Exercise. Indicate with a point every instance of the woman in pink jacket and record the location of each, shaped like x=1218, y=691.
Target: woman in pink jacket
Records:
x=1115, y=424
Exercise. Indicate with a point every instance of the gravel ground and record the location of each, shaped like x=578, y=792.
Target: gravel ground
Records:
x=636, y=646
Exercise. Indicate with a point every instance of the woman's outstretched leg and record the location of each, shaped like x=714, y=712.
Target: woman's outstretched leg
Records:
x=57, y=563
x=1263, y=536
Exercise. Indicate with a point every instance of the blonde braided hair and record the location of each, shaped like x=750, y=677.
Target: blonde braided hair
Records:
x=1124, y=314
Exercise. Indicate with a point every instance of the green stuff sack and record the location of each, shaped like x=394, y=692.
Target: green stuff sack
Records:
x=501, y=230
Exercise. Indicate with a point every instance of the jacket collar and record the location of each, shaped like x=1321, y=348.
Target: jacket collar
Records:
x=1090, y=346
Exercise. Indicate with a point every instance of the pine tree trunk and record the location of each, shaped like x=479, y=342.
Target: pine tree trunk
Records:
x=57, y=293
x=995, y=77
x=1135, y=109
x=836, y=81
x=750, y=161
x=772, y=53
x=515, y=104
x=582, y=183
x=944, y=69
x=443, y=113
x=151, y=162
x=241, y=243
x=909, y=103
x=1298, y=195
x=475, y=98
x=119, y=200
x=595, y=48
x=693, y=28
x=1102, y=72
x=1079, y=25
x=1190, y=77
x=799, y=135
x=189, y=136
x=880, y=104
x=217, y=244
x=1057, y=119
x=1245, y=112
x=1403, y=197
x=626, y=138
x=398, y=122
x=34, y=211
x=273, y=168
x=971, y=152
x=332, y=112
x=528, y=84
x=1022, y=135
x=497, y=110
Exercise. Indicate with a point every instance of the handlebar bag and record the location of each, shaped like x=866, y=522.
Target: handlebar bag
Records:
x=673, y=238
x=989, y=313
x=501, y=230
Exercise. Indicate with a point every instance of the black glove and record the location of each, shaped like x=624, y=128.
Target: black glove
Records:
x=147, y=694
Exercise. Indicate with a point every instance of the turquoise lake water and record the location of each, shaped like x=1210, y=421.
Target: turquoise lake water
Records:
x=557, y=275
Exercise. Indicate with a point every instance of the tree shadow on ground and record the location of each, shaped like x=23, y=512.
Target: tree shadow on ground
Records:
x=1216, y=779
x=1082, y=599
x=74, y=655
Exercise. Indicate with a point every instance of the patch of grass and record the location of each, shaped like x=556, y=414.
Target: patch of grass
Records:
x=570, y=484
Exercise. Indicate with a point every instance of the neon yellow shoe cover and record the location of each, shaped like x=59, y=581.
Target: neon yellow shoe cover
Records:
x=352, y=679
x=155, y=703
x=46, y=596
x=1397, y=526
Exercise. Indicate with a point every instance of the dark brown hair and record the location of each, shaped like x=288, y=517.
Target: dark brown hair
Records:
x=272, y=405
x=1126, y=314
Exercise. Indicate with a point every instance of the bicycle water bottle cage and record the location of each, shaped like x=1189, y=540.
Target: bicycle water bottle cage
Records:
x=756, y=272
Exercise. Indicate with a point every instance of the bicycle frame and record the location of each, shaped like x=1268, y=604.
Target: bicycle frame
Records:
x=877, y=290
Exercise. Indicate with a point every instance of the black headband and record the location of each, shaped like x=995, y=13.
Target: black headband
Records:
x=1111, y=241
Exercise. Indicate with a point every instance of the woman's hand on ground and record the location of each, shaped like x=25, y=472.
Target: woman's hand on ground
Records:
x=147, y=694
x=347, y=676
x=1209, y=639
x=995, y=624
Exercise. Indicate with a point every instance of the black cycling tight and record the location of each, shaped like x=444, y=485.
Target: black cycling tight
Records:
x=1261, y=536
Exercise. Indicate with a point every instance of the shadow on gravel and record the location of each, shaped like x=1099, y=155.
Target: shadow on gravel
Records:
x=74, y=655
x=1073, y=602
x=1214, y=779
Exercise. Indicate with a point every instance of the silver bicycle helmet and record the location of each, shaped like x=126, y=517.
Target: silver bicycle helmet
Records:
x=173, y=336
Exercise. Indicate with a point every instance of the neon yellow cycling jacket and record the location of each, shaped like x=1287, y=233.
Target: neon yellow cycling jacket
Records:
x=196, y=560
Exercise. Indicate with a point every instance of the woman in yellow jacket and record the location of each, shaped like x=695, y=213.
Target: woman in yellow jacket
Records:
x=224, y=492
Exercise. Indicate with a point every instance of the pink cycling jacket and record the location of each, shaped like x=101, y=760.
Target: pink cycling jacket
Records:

========

Work required - Your answer must contain every line of the records, exactly.

Written response -
Exercise. Indicate with a point every instance of the woman in pink jacket and record the location of each, shaped like x=1218, y=691.
Target: woman in pink jacket
Records:
x=1115, y=424
Exercise. Indicate with a point every instance of the gravel ground and record the location of each, shaped like x=578, y=792.
Target: gravel ground
Records:
x=636, y=646
Exercise. Indicate with a point every instance of the woman's outstretched leg and record the location of each, shaped like x=714, y=712.
Target: woman's outstretched leg
Records:
x=57, y=563
x=1263, y=536
Exercise. Indicate with a point every instance of the blonde braided hair and record the location of each, shaped like x=750, y=677.
Target: blonde braided hair
Records:
x=1124, y=314
Exercise. Indicate with a point every instance of the green stuff sack and record the location of each, shaped like x=394, y=692.
Target: green stuff sack
Records:
x=501, y=230
Exercise. Indicate with a point every instance of the jacket collar and record the location of each, shaped like x=1321, y=348.
Target: jacket collar
Records:
x=1090, y=346
Exercise. Indicate with a point every instance of the pine tree trunk and record the location of each, shaped like x=479, y=342.
Target: pine tree trunk
Records:
x=57, y=293
x=995, y=77
x=1135, y=109
x=836, y=81
x=750, y=161
x=772, y=53
x=515, y=104
x=582, y=183
x=944, y=69
x=443, y=113
x=151, y=162
x=241, y=243
x=909, y=103
x=1298, y=195
x=475, y=98
x=119, y=200
x=595, y=48
x=693, y=28
x=1102, y=72
x=1079, y=25
x=1190, y=77
x=799, y=135
x=189, y=136
x=880, y=104
x=217, y=244
x=1057, y=119
x=1245, y=112
x=1403, y=197
x=626, y=138
x=398, y=122
x=34, y=211
x=273, y=168
x=971, y=152
x=332, y=112
x=528, y=84
x=1022, y=135
x=497, y=110
Exercise. Indicate with a point every instance of the handlebar bag and record the location of each, shaped like x=866, y=522.
Target: handlebar bag
Records:
x=673, y=238
x=989, y=313
x=501, y=230
Exercise. Indicate with a point every instance of the black glove and record the location of each, shaped like x=624, y=128.
Target: black glove
Records:
x=147, y=694
Exercise. Indicate with a point every instance of the turquoise lake water and record the location of each, shaped like x=1210, y=421.
Target: turquoise lake water
Records:
x=557, y=275
Exercise. Indicate with a point every instance of the tree shadow on ground and record the location of each, shaped like x=23, y=512.
Target: tree shadow on ground
Records:
x=1216, y=779
x=1082, y=599
x=74, y=655
Exercise. Indicate with a point every instance of the patch of grass and record the location of each, shaped like x=556, y=414.
Target: patch of grass
Records:
x=570, y=484
Exercise. Indicate with a point every instance of the neon yellow shoe cover and record the location of each, shaped like x=59, y=581.
Target: neon yellow shoe cover
Records:
x=352, y=679
x=155, y=703
x=46, y=596
x=1397, y=526
Exercise. Indicate with a point every instance of the dark brown hair and record the location of each, shaped like x=288, y=517.
Target: dark brown hair
Records:
x=272, y=405
x=1126, y=314
Exercise. Indicate with a point every instance of the bicycle water bottle cage and record the location of each, shaped like x=1189, y=540.
Target: bicycle water bottle cage
Records:
x=756, y=272
Exercise. Indicate with a point every instance of the bicycle frame and record the location of each, shaped like x=1268, y=604.
Target: bicycle frame
Records:
x=877, y=290
Exercise. Indicate with a point every instance of the black headband and record the location of each, shaped like x=995, y=13.
Target: black headband
Records:
x=1111, y=241
Exercise. Indicate with a point every instance of the woman's hand on ground and record the location of each, shaped like x=25, y=472.
Target: woman's hand on ground
Records:
x=147, y=694
x=347, y=676
x=1209, y=639
x=995, y=624
Exercise. Indicate with a point every instance of the black cycling tight and record the location of each, shaped like x=444, y=485.
Target: black cycling tight
Records:
x=1261, y=536
Exercise. Indicate with a point every instance of the shadow on gravel and record the location of each, shaped like x=1099, y=155.
Target: shadow on gravel
Records:
x=74, y=655
x=1073, y=602
x=1214, y=779
Exercise. Indicate with a point every instance of the silver bicycle helmet and record the location of each, shaped like x=126, y=517.
Target: silver bicycle helmet
Records:
x=173, y=336
Exercise. Indicate with a point every instance of the neon yellow cycling jacket and record the location of each, shaped like x=1287, y=233.
Target: neon yellow cycling jacket
Records:
x=196, y=560
Exercise. Indicate with a point every instance of the woman in yellow jacket and record the location of each, shaped like x=695, y=213.
Target: woman in yellow jacket
Records:
x=224, y=492
Exercise. Indicate with a point every instance of the pink cycling jacket and record the location of each, shaped like x=101, y=760.
Target: pink cycling jacket
Records:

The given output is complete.